Excerpt -

Better Call Saul season 2 premiere countdown: 5 days left!

Episode 1×06: In which Mike Ehrmantraut is crying and everything hurts.

Episode 1×06: “Five-O” (written by Gordon Smith; directed by Adam Bernstein)

First let me just say that Jonathan Banks should have won an Emmy for this performance. Not that I don’t love Peter Dinklage but Banks was robbed and the Emmys are bulls**t. Moving on.

“Five-O” gave Breaking Bad fans the holy grail of flashbacks: Mike Ehrmantraut’s backstory, or at least a very important slice of backstory that shows us, at least in part, how Mike the cop became Mike the killer. The teaser opens with a train on the tracks (reminiscent of the train shot in “Dead Freight” before Walt and Jesse’s epic heist). The train pulls in to Albuquerque station and Mike gets off, wincing and touching his shoulder. The young woman from the end of 1×05 greets him in the waiting room. They clearly don’t have the warmest of relationships, but she gives him a half-assed hug at least, which is more than he got in the last episode. It’s clear that something has happened between these two people between now and then.

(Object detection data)
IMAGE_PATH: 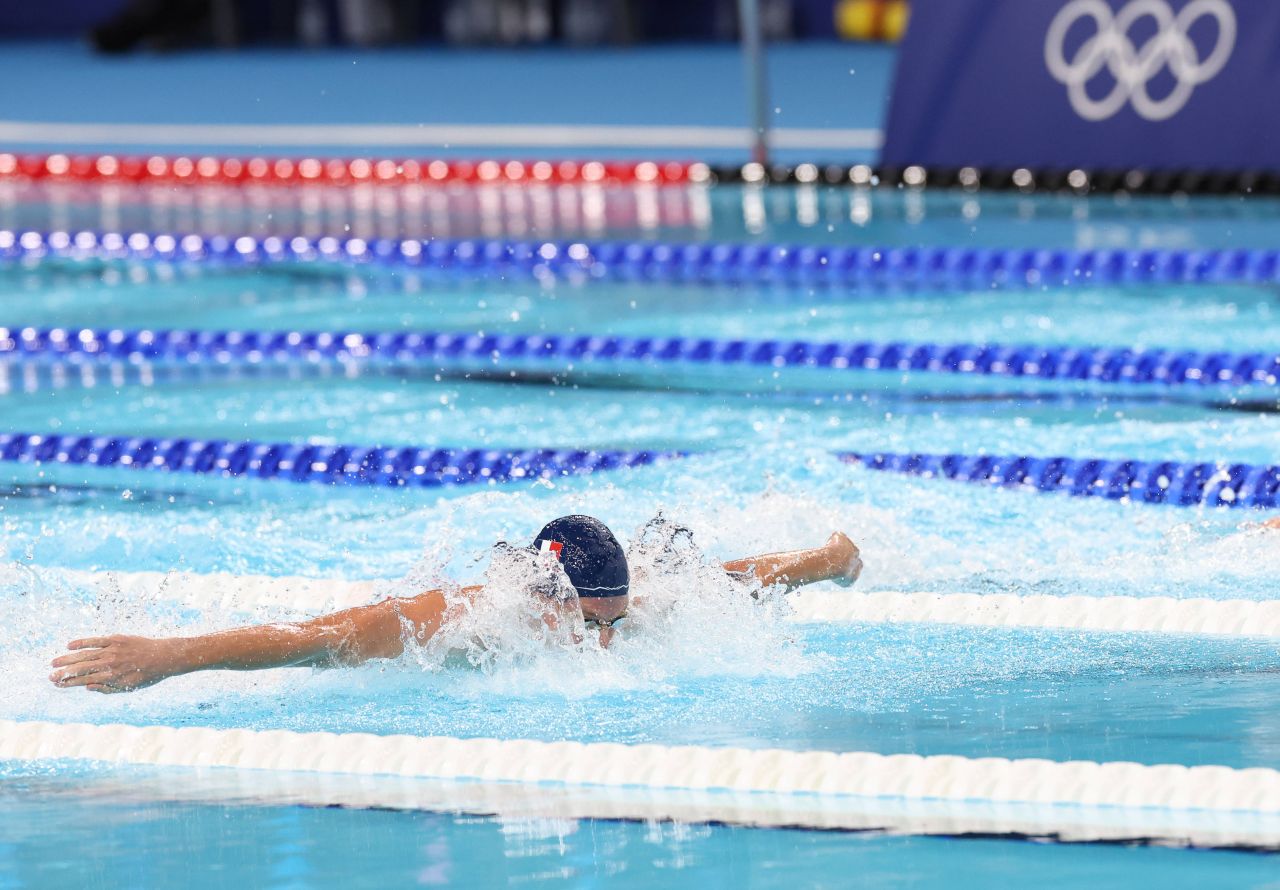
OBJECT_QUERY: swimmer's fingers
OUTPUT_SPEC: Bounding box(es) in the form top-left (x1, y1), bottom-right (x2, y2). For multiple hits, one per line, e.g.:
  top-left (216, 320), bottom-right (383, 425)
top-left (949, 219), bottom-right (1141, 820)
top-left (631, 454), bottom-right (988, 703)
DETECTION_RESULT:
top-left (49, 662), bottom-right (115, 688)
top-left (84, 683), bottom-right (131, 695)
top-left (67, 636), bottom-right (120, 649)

Required tasks -
(a) Reproduce the passage of the Better Call Saul recap from "Episode 1×06: In" to "bulls**t. Moving on.".
(b) Resume the Better Call Saul episode recap from the point where the text stops.

Answers below -
(a)
Episode 1×06: In which Mike Ehrmantraut is crying and everything hurts.

Episode 1×06: “Five-O” (written by Gordon Smith; directed by Adam Bernstein)

First let me just say that Jonathan Banks should have won an Emmy for this performance. Not that I don’t love Peter Dinklage but Banks was robbed and the Emmys are bulls**t. Moving on.

(b)
Mike says he needs to hit the head before they leave and she goes to wait for him out front, but Mike’s got a different kind of business to attend to. He pretends to be the janitor and makes sure there are no women in the ladies room before he buys a maxi pad from the dispenser. He goes into a stall in the men’s room and when he strips down to his undershirt we see that he’s got a bloody bandage just below his shoulder. He takes it off to reveal a nasty-looking (and fresh) bullet wound.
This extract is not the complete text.